Bounding box annotation entries:
_ _ _ _
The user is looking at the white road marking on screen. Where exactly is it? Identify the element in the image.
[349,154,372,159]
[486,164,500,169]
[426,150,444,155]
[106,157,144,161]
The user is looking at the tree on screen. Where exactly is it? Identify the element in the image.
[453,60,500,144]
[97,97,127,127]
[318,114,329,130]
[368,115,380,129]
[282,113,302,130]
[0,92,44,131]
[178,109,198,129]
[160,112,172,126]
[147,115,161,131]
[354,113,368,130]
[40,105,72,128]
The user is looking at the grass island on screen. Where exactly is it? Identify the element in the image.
_ _ _ _
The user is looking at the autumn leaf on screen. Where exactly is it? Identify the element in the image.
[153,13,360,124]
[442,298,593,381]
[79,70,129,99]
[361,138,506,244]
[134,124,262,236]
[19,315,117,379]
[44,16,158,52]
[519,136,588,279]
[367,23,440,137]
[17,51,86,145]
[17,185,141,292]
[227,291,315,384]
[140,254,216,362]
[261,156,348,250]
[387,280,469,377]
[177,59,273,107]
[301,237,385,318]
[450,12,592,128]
_ _ _ _
- _TASK DIRECTIONS_
Copy out the records word for word, starting with the line containing "The user is looking at the white" and going on through the line containing "The user is looking at the grass".

- _TASK RESPONSE_
The user is looking at the white road marking on screen. Where exactly is it? Identify the element in the image.
[349,154,372,159]
[486,164,500,169]
[426,150,444,155]
[106,157,144,161]
The user is looking at the tree on screen. Where exactly is it? Identify the element in the image.
[453,60,500,144]
[97,97,127,127]
[318,114,329,130]
[368,115,380,129]
[282,113,302,130]
[0,92,44,131]
[178,109,198,129]
[160,112,172,126]
[147,115,161,131]
[354,113,368,130]
[40,105,72,128]
The user is looking at the grass island on screen. Where exactly is it? Identify the element in the image.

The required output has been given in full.